# Work to be completed
Return nothing but the lines from the line containing "For this drill the class indicates the camera body" through the last line of the records, reproduced exactly.

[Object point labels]
▬▬▬

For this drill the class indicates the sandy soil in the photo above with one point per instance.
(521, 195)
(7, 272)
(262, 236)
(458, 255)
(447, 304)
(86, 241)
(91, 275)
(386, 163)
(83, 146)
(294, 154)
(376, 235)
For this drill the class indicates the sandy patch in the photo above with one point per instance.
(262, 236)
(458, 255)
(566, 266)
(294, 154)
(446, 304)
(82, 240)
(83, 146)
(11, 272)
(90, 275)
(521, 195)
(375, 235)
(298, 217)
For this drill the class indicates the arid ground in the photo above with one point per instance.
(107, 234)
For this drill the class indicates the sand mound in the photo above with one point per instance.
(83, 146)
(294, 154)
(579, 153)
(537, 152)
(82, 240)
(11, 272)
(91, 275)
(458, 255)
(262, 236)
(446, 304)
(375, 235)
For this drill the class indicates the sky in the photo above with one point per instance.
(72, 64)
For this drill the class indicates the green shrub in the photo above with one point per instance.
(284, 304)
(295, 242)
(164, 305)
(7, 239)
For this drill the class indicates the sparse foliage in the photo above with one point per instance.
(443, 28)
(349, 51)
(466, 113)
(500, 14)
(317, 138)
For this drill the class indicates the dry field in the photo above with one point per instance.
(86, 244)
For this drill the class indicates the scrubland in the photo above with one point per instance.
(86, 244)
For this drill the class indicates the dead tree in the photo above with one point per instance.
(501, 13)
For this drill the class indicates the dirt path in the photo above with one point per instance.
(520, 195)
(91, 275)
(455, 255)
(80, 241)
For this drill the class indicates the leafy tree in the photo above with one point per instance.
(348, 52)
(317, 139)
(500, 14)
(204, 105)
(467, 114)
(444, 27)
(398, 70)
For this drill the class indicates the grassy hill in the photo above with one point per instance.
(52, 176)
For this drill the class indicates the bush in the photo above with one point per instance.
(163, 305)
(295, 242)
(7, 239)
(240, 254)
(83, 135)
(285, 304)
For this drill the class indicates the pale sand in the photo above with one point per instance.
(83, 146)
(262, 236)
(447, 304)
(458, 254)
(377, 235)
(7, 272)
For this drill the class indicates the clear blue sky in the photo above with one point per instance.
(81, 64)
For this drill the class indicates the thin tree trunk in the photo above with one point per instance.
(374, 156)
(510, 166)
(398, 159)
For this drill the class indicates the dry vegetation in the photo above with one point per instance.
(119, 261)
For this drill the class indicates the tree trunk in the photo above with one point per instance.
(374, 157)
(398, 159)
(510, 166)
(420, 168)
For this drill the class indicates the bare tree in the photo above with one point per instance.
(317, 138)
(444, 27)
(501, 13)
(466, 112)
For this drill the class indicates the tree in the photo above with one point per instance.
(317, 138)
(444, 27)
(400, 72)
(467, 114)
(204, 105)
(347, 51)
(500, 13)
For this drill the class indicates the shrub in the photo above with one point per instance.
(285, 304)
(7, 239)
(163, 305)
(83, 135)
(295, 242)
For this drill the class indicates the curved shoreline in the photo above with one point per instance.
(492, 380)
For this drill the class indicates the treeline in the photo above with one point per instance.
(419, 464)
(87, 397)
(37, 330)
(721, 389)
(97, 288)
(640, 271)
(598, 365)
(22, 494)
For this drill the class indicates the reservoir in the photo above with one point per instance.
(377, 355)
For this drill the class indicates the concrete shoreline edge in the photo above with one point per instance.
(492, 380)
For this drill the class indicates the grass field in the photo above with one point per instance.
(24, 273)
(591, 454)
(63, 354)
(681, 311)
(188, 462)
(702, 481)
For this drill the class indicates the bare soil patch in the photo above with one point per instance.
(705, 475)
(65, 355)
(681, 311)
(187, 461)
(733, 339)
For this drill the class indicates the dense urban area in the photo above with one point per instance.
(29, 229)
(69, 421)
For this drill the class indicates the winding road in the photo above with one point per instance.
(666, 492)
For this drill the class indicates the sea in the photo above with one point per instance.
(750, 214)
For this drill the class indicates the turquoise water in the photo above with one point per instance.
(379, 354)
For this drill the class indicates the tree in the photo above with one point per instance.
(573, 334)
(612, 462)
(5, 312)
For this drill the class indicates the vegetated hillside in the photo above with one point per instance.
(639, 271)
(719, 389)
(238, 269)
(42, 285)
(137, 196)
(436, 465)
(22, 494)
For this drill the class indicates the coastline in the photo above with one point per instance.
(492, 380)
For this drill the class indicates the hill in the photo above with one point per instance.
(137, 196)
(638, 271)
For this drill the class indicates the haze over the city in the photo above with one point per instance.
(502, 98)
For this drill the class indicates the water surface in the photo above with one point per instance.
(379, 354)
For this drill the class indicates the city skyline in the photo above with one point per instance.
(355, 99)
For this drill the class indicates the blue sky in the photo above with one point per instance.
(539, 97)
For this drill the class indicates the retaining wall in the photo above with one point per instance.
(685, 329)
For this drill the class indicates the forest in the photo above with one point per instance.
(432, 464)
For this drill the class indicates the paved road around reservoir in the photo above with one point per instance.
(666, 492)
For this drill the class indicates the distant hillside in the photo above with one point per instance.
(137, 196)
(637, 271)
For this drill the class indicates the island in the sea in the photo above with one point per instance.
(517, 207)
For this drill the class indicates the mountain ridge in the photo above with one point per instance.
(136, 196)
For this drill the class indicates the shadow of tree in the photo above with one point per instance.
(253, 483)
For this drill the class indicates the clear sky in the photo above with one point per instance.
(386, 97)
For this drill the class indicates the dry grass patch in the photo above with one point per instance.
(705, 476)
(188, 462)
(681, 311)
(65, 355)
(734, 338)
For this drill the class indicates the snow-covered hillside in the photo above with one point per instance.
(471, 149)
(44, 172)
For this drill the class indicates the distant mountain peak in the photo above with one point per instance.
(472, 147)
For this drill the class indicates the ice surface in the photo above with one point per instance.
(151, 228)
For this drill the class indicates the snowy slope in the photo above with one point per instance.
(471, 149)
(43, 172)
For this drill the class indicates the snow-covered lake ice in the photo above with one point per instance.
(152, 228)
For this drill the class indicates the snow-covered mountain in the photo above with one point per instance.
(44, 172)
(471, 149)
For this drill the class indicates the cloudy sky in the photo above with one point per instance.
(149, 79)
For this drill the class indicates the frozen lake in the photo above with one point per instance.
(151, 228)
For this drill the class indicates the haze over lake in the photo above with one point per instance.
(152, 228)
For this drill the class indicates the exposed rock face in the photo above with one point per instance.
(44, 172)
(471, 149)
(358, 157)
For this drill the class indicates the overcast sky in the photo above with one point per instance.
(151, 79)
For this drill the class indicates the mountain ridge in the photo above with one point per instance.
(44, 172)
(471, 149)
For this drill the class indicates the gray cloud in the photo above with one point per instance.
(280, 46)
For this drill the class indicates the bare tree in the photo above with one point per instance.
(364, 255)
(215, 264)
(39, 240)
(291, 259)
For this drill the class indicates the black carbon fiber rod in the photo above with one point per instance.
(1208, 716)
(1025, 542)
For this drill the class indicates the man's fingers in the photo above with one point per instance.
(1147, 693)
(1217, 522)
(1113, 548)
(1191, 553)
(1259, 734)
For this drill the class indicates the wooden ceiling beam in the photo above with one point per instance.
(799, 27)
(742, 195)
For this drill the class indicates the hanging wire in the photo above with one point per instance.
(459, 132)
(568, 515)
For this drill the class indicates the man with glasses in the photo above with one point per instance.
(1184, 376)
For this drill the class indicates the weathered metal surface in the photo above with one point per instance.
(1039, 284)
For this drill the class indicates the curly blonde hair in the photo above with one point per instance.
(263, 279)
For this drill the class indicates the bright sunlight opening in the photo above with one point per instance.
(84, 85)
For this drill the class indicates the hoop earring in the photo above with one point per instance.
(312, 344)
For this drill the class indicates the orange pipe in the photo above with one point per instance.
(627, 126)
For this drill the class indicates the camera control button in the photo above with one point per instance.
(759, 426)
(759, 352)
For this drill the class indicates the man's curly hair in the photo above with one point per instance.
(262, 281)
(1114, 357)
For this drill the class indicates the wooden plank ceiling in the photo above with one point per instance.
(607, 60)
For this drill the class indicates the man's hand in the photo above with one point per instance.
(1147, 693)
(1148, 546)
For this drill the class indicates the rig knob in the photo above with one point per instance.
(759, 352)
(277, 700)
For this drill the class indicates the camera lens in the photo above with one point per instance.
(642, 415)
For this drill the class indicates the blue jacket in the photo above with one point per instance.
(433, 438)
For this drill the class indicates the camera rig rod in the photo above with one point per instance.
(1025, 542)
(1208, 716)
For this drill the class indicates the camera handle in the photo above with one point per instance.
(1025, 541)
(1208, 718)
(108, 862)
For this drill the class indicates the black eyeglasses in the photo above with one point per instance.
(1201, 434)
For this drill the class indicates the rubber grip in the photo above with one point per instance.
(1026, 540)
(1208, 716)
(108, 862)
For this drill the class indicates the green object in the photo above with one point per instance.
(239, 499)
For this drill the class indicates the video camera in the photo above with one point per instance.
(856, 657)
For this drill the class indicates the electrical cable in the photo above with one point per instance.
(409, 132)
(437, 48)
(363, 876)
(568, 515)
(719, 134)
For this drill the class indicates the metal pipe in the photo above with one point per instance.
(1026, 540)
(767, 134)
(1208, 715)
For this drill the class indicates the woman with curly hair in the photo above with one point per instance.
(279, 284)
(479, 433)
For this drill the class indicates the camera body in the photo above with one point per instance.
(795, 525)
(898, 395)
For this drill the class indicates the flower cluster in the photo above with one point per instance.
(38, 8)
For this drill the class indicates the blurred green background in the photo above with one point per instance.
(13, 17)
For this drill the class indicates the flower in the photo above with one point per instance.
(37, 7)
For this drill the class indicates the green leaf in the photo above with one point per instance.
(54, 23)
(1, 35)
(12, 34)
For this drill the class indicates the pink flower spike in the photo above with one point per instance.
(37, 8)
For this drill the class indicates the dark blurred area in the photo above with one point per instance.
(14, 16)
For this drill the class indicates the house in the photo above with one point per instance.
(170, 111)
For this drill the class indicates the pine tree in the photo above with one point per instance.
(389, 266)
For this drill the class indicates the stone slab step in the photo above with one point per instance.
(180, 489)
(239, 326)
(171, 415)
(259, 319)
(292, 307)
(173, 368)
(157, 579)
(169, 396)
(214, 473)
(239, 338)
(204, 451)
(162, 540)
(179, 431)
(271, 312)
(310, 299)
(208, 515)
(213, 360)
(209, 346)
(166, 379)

▬▬▬

# The answer
For this drill the class indicates the camera body in the photo above with one point per instance.
(795, 525)
(898, 395)
For this drill the class indicates the flower cluster in the photo above with one point per instance.
(38, 8)
For this drill the class indicates the blurred green background in the photo above with one point per instance.
(13, 17)
For this drill the class indicates the flower in the photo above with one point per instance.
(37, 7)
For this drill the class indicates the green leaf in the photo above with one point per instance.
(54, 23)
(1, 35)
(12, 34)
For this drill the class indicates the pink flower spike in the photo above with one point per instance.
(37, 8)
For this drill the class indicates the dark blurred area in the photo above with one point per instance.
(14, 16)
For this drill the class indicates the house in the photo above with one point per instance.
(170, 111)
For this drill the class indicates the pine tree in the photo above with one point per instance.
(389, 266)
For this drill the class indicates the stone slab step in the photo above with one point per instance.
(180, 489)
(239, 326)
(171, 415)
(259, 319)
(292, 307)
(173, 368)
(157, 579)
(169, 396)
(214, 473)
(239, 338)
(204, 451)
(162, 540)
(179, 431)
(271, 312)
(310, 299)
(208, 515)
(213, 360)
(209, 346)
(166, 379)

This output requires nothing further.